*** Opening of DATA IN THIS EXERCISE ***

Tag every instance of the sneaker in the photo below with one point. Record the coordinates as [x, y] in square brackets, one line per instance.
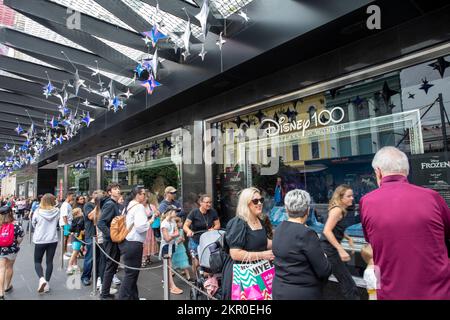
[99, 284]
[113, 291]
[42, 284]
[116, 280]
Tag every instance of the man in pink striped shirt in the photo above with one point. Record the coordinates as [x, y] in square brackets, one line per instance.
[407, 226]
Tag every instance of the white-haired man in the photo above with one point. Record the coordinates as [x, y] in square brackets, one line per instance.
[407, 226]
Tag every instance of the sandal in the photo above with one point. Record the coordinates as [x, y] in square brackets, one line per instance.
[176, 291]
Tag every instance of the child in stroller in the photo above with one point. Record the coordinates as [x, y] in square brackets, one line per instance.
[210, 256]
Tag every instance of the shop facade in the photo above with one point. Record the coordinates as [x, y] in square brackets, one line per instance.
[326, 135]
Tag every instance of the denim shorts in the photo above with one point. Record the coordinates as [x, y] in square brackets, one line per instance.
[192, 245]
[165, 250]
[10, 257]
[66, 229]
[76, 245]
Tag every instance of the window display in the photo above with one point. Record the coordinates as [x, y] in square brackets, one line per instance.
[155, 164]
[78, 177]
[319, 142]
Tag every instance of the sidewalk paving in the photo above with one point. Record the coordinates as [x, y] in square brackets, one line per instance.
[25, 280]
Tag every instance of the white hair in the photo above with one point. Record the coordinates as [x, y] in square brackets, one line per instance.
[391, 160]
[297, 203]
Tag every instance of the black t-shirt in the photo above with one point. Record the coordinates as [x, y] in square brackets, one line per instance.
[299, 258]
[89, 228]
[201, 221]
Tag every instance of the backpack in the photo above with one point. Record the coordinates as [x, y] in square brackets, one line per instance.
[7, 235]
[118, 230]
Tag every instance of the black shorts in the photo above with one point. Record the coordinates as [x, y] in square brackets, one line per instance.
[165, 250]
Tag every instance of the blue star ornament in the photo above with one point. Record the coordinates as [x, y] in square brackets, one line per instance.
[53, 123]
[116, 104]
[48, 89]
[155, 35]
[18, 129]
[87, 119]
[426, 86]
[139, 69]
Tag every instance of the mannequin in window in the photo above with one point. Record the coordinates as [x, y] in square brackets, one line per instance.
[279, 192]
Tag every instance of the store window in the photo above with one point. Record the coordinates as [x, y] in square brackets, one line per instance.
[329, 139]
[78, 175]
[154, 164]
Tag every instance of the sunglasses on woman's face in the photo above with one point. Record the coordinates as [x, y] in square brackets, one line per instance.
[256, 201]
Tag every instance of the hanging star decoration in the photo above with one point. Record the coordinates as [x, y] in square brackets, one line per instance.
[18, 129]
[244, 16]
[128, 94]
[358, 101]
[63, 110]
[238, 122]
[139, 69]
[154, 35]
[202, 17]
[168, 144]
[440, 65]
[203, 52]
[221, 41]
[426, 85]
[260, 116]
[150, 84]
[154, 63]
[186, 36]
[78, 82]
[387, 93]
[48, 89]
[53, 123]
[87, 119]
[334, 92]
[116, 104]
[292, 115]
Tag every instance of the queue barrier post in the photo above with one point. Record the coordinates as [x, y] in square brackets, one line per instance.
[166, 276]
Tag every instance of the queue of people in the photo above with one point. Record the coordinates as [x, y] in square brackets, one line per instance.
[403, 224]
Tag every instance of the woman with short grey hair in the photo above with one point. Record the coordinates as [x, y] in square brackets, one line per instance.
[301, 267]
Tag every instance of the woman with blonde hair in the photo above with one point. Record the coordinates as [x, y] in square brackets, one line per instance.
[150, 244]
[246, 236]
[45, 238]
[11, 236]
[333, 233]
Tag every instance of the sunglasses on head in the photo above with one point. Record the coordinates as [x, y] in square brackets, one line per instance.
[256, 201]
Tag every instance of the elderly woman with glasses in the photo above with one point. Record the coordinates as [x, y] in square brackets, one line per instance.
[246, 236]
[301, 267]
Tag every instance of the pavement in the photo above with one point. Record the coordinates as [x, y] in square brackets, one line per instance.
[150, 285]
[25, 280]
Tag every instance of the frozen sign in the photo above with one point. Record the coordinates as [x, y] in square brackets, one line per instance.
[323, 118]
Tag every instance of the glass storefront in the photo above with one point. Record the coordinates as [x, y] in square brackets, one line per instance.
[318, 142]
[78, 177]
[155, 163]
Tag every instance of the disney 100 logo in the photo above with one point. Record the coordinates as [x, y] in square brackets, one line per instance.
[323, 118]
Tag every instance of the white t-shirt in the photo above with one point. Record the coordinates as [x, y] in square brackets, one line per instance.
[66, 211]
[371, 278]
[171, 228]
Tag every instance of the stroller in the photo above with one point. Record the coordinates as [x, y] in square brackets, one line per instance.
[210, 244]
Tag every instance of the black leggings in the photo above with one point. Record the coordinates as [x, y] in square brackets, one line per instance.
[39, 250]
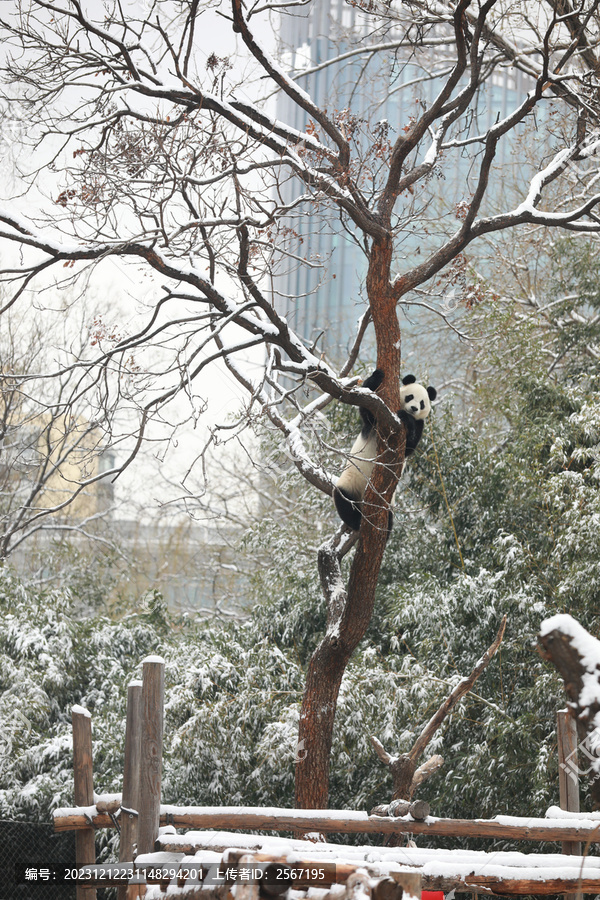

*** Close of DATA IN THIS EXERCISE ***

# WHAT IS EXPECTED
Your answer must be the full listing, copied exactly, with no pictures in it.

# ANSWER TO THE EXERCISE
Tag every instance of the sneaker in the photo below with one point. Record the coordinates as [x, y] in square brackets, one line per instance.
[99, 284]
[113, 291]
[42, 284]
[116, 280]
Tag every instance of the man in pink striped shirt in the photo above with one point. Record the coordinates as [x, y] in square brackets, one line per instance.
[407, 226]
Tag every instance of the white-haired man in the photo above with one point. Record the coordinates as [x, y] in square brackets, one line per instance.
[407, 226]
Tag every instance of the sandal in the photo above with one point. Record the coordinates as [x, y] in square brackets, one line per instance.
[176, 291]
Tag every instance of the child in stroller in the photo above with one point. Record the coordinates as [x, y] in square brackets, one line per instance.
[210, 256]
Tag every instance of the shop facade in the photo above with one point. Record the coordinates as [x, y] in square brackets, one line per instance.
[326, 135]
Tag every instance of the denim shorts in the photo above with one point. Record the coordinates as [x, y] in square brackets, one line per instance.
[192, 245]
[165, 250]
[10, 257]
[66, 229]
[76, 245]
Tag every instance of the window display in the photo above with one point. Record the coordinates as [x, y] in square brackets, one line per instance.
[155, 164]
[78, 177]
[319, 142]
Tag every instance of the sidewalk paving in the photo above with one point. Record the coordinates as [x, y] in square brackets, one line per instance.
[25, 280]
Tag every instance of the white hair in the photo above with one point. Record the coordinates as [x, y] in square brackets, one line per instance.
[391, 160]
[297, 203]
Tag every instance of the black t-shirt in the photo above with one point. Record the coordinates as [x, y] in square brackets, one line per instance.
[299, 258]
[89, 228]
[201, 221]
Tag every instance of the backpack in the photo above with one point. Record the coordinates as [x, y] in square brackets, one line per instance.
[7, 235]
[118, 230]
Tag every instance of the black shorts in the photo above with one point. Record the coordinates as [x, y] in square brackets, one line per instance.
[165, 250]
Tag every instance of the blue star ornament in the photo above with one point. Record the coordinates as [x, y] in square brackets, one line per instance.
[53, 123]
[116, 104]
[48, 89]
[155, 35]
[18, 129]
[87, 119]
[426, 86]
[139, 69]
Tag every instance of the mannequin in window in the photo above with one point. Record the coordinates as [x, y] in square brackets, one line per instance.
[279, 192]
Tag every instance of the store window in the photo above with one point. Record the coordinates as [x, y] in square brackets, one line per instance.
[329, 139]
[78, 175]
[154, 164]
Tag every instance of the sunglasses on woman's face in the photo above with one point. Record the coordinates as [x, y] in square brackets, one line per instance.
[256, 201]
Tag every instance of the hanging star decoration in the photo above with one point. Record the coordinates as [x, y] in square brackets, one line per instance.
[18, 129]
[244, 16]
[128, 94]
[358, 101]
[63, 110]
[238, 122]
[139, 69]
[154, 35]
[202, 17]
[168, 144]
[440, 65]
[203, 52]
[221, 41]
[426, 85]
[260, 116]
[150, 84]
[154, 63]
[186, 36]
[78, 82]
[387, 93]
[48, 89]
[53, 123]
[87, 119]
[334, 92]
[116, 104]
[292, 115]
Tag every instance of the queue barrier post in the photo above with one point. Record the coordinates as [x, y] in square brackets, one line per instance.
[166, 276]
Tag every instance of the queue of people in the photo above with one point. Record the coordinates as [x, y] in square brackets, one line per instance.
[403, 224]
Tag every instance of the woman with short grey hair in the photo above with one point. Record the coordinates as [x, y] in square brackets, one line per instance.
[301, 267]
Tag every instance of the woman with blonde hair in the photo above with one point. Record the coordinates as [x, y] in square brackets, one line per instance.
[150, 244]
[246, 236]
[45, 238]
[11, 236]
[333, 233]
Tag every instance of the sunglasses on head in the photo above with one point. Record the coordinates as [x, y] in square brackets, one line per instance.
[256, 201]
Tag every instance of the elderly woman with glasses in the photo above with one point. Record the coordinates as [x, y] in square brackets, one line per instance.
[246, 236]
[301, 267]
Tag every instance of the pavement in the photo above with one point. Record the coordinates as [x, y] in square brackets, one line per instance.
[150, 285]
[25, 280]
Tag every instance of the frozen sign in the photo above with one point. Record the coordinates as [x, y] in square brackets, one line per instance.
[323, 118]
Tag every instance of the glass storefront in the photo above with one point. Record the coordinates as [x, y] in square brackets, one line per instance.
[318, 142]
[78, 177]
[155, 163]
Tag every instance of the disney 100 logo in the photo above with one point. Record the coordinates as [x, y] in square brackets, one line per instance.
[323, 118]
Tag every instance of the white t-shirt in the photo above with one point. Record the coordinates as [x, y] in square brackets, one line per instance.
[66, 211]
[371, 278]
[171, 228]
Tag every instance of the stroller in the photo above with one point. Record the coordinates as [x, y] in square brackets, one line per instance.
[210, 244]
Tag every instance of the black leggings in the photo above with one point. Record the coordinates as [x, y] in square brackets, one line per instance.
[39, 250]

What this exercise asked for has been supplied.